About this exercise
Copy all the lines of the data that include the word "slope".
►
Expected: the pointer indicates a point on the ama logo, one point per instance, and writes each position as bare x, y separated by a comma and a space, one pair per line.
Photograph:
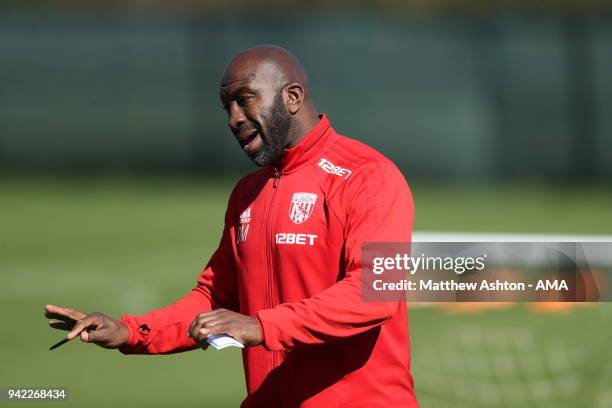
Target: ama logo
301, 207
243, 228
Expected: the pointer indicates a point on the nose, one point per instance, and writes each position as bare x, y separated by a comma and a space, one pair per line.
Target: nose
236, 117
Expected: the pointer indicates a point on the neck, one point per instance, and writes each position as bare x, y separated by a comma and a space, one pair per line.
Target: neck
301, 127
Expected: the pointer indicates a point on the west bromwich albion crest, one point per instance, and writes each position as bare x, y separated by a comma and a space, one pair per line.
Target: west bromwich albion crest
301, 206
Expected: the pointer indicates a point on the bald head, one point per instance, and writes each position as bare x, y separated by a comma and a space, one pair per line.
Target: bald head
265, 92
281, 66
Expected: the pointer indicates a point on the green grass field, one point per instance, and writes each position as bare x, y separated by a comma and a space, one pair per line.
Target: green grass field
131, 245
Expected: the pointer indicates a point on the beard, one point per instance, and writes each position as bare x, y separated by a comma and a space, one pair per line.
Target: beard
273, 146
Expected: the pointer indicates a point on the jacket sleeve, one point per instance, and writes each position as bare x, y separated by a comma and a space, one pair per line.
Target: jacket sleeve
164, 331
379, 208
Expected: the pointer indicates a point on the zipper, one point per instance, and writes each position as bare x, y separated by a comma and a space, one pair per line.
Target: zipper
269, 252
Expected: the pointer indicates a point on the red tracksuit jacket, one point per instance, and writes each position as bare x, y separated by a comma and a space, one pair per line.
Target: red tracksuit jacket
290, 255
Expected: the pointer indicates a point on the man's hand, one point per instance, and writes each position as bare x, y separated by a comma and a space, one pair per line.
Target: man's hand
243, 328
94, 328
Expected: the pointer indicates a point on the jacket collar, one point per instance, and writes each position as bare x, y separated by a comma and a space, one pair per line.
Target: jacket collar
308, 148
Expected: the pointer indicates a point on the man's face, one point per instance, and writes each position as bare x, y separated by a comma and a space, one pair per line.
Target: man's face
257, 115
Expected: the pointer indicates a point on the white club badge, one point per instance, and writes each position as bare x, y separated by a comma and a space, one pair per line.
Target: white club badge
301, 208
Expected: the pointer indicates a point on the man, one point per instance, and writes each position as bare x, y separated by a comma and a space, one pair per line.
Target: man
286, 278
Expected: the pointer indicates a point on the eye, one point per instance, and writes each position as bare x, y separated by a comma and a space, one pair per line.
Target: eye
243, 100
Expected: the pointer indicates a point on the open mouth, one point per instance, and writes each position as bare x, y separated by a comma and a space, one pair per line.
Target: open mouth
246, 139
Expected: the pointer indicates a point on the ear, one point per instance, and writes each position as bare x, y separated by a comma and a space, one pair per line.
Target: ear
294, 97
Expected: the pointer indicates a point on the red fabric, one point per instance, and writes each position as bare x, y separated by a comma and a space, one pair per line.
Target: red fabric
323, 346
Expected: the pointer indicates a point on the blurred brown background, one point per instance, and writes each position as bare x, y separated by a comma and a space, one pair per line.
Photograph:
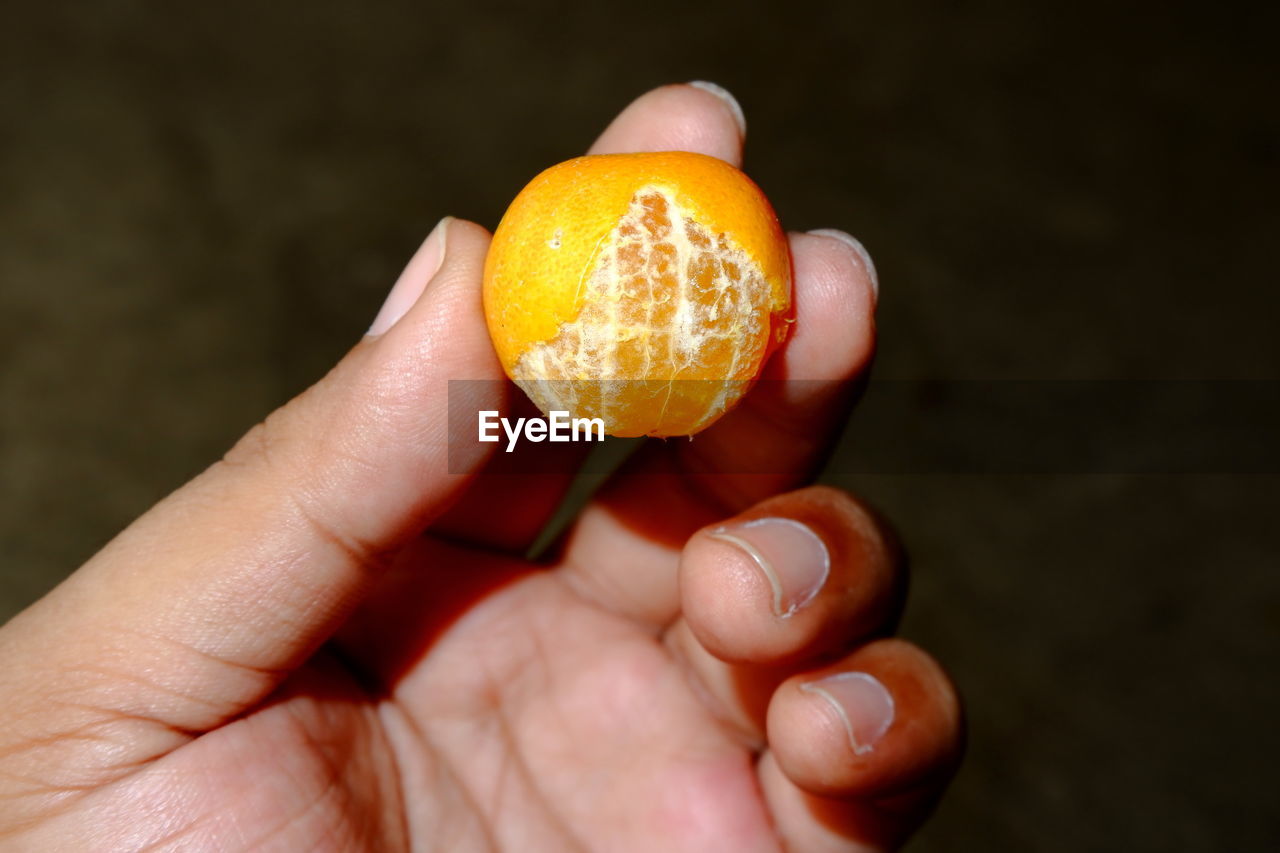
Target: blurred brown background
201, 206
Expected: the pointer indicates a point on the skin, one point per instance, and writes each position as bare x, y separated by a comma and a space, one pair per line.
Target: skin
328, 642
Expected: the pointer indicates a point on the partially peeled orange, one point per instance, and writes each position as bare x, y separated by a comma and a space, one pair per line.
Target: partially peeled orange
647, 290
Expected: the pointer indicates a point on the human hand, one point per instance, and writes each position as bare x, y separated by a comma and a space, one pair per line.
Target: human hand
325, 641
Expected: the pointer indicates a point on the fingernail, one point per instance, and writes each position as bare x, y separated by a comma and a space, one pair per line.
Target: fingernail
863, 255
730, 101
790, 556
417, 274
860, 702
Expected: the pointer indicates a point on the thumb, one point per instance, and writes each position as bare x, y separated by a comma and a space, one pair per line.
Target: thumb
199, 609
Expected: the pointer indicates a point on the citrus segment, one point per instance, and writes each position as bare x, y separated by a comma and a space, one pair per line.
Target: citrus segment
615, 290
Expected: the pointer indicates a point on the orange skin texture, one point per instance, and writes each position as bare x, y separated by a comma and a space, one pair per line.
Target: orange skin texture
558, 233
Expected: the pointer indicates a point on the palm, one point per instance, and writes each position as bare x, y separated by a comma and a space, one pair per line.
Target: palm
533, 716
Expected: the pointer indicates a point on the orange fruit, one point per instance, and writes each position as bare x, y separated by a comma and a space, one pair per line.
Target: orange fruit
647, 290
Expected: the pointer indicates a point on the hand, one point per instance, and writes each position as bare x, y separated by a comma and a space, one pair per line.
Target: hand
325, 641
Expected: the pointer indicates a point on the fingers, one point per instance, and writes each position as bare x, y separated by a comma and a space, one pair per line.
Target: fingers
702, 118
772, 441
794, 576
530, 482
881, 721
799, 578
202, 605
784, 607
860, 751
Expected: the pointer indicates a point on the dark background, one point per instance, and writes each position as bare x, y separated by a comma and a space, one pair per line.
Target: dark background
202, 205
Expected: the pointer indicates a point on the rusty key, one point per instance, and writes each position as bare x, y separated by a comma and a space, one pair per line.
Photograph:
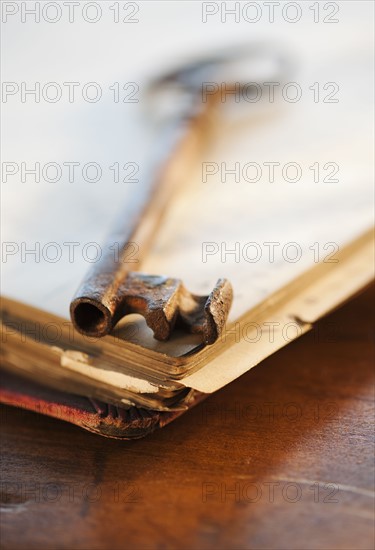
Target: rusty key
110, 291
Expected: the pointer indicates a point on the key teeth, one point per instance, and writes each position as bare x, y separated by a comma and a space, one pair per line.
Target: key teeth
205, 315
163, 302
216, 310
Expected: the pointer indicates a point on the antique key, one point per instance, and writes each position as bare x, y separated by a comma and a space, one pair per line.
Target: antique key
110, 291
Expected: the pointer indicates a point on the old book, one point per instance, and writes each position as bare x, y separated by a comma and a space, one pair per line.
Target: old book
278, 201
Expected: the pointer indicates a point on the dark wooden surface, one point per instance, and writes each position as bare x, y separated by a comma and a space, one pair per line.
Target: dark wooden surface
281, 458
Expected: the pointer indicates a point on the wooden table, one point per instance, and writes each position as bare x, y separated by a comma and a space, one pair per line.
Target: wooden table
281, 458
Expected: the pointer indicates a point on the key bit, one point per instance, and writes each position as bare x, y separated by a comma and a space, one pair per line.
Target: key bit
110, 290
164, 302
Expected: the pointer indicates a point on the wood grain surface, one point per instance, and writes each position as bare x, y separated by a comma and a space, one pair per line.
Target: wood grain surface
281, 458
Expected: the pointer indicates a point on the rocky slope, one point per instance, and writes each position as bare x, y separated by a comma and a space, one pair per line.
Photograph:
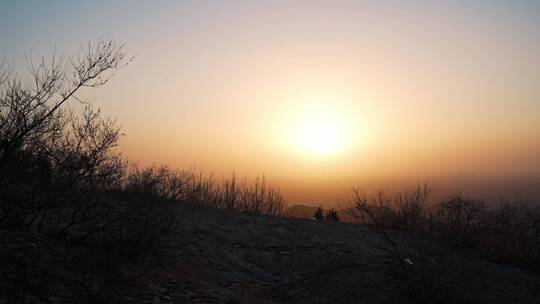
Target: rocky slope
◄
Written solution
Expected: the pointer indicates a point on the rocky slope, one point per instance, and writes each position as bare x, y separated by a comma and a space, one pair per line.
Target: rocky slope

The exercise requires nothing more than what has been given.